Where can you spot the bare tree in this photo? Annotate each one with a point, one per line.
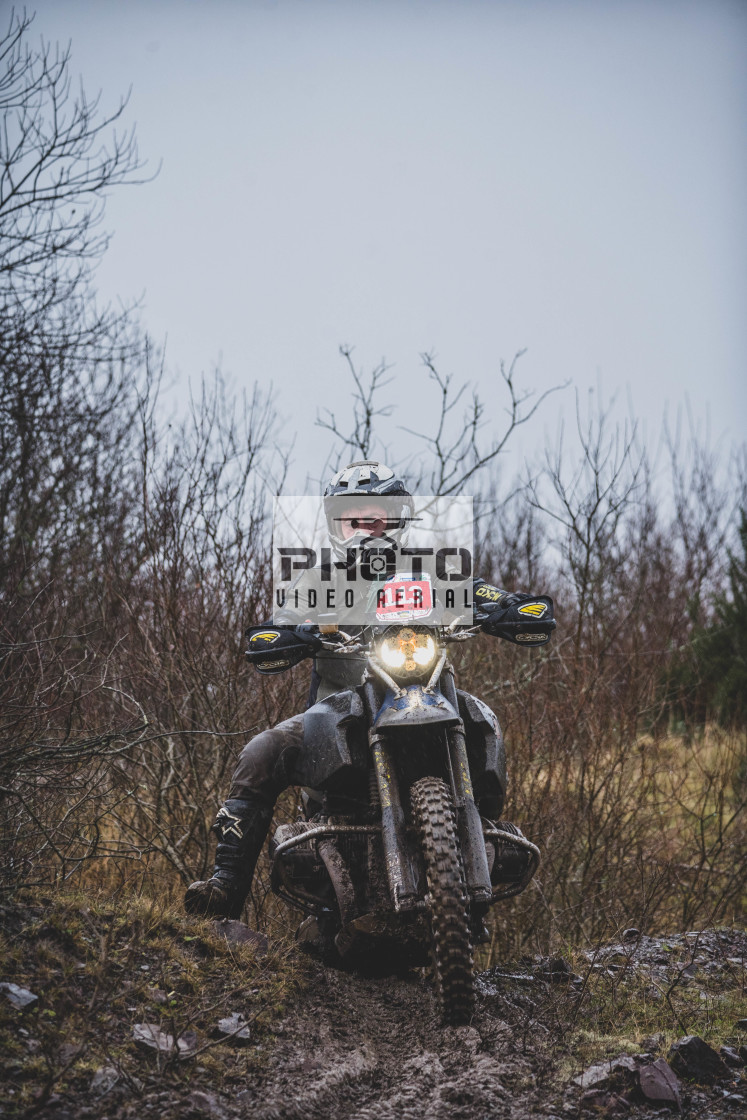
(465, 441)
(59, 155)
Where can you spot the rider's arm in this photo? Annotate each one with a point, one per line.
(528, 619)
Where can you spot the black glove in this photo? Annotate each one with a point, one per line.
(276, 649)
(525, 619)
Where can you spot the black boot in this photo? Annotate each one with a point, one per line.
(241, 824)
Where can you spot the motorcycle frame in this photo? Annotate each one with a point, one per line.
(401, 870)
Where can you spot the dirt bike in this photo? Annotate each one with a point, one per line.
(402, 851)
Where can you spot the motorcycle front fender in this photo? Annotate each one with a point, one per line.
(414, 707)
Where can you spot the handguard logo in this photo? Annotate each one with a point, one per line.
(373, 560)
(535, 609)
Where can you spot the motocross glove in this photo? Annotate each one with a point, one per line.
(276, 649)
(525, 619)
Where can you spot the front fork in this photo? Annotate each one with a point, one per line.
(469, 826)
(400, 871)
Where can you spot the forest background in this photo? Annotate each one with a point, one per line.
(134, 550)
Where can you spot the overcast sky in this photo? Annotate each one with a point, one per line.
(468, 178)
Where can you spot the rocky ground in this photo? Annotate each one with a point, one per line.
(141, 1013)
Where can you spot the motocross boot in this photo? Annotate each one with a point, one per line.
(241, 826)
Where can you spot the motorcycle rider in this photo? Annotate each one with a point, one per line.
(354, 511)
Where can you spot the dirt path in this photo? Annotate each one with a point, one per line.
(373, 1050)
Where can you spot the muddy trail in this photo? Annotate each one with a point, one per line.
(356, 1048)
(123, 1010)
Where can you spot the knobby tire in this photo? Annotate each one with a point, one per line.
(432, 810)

# WHAT TO DO
Express all of the data above as a JSON list of strings with one string per line, skipping blank lines. Leave the picture out.

# SOLUTION TO THIS TASK
[
  "Where can you spot the bare tree in this photo? Annotate each one with a point, one per line.",
  "(465, 441)",
  "(59, 155)",
  "Where can you spot the rider's arm in this photo? Annotate each one with a point, one per line.",
  "(528, 619)",
  "Where can you spot the black glove in this photo? Annotate each one with a point, one per line.",
  "(276, 649)",
  "(525, 619)",
  "Where can you spot the black boot in this photo? Annotate each one with a point, one per line.",
  "(241, 824)",
  "Where can you spot the motorcycle frame in this photo? Annotate each one with a point, one per line.",
  "(401, 870)",
  "Where can you spot the dirt bike in this photo? Annotate each one with a point, one per line.",
  "(402, 851)",
  "Where can you spot the motorcycle front fender in this photo? Annotate each one with a point, one per line.",
  "(414, 707)",
  "Where can you spot the handguard logo in this photo? Annotate each one with a point, one per line.",
  "(373, 560)",
  "(535, 609)",
  "Where can you spot the motocross glove in this photo? Annotate each one with a point, one per line.",
  "(276, 649)",
  "(525, 619)",
  "Where can you spot the front fork in this photo? Annotate each one with a point, one per line.",
  "(469, 826)",
  "(400, 871)",
  "Where can you spot the forest background in this photo? Annotate each one with a point, one per line.",
  "(134, 550)",
  "Where can you spot the overcast sky in this photo? Annotate each one with a point, one per line.",
  "(468, 178)",
  "Where can you spot the rocky ground in this photo? Annotate each one with a point, one per line.",
  "(141, 1013)",
  "Where can you spot the motocross boot in this photo? Annotate each one with a point, one per line.",
  "(241, 826)",
  "Where can you spot the motorcycle rider in this photo? Annotate each one with a point, one per line.",
  "(354, 511)",
  "Where can you spot the dirt path in this photo? Annotate each one with a point, one per line.",
  "(373, 1050)",
  "Where can you spot the muddy trail in this photo? Annotate each one with a point, one per line.",
  "(356, 1048)",
  "(123, 1010)",
  "Where can you spot the knobby tire in this photo? Annotate each one with a point, one per line.",
  "(432, 810)"
]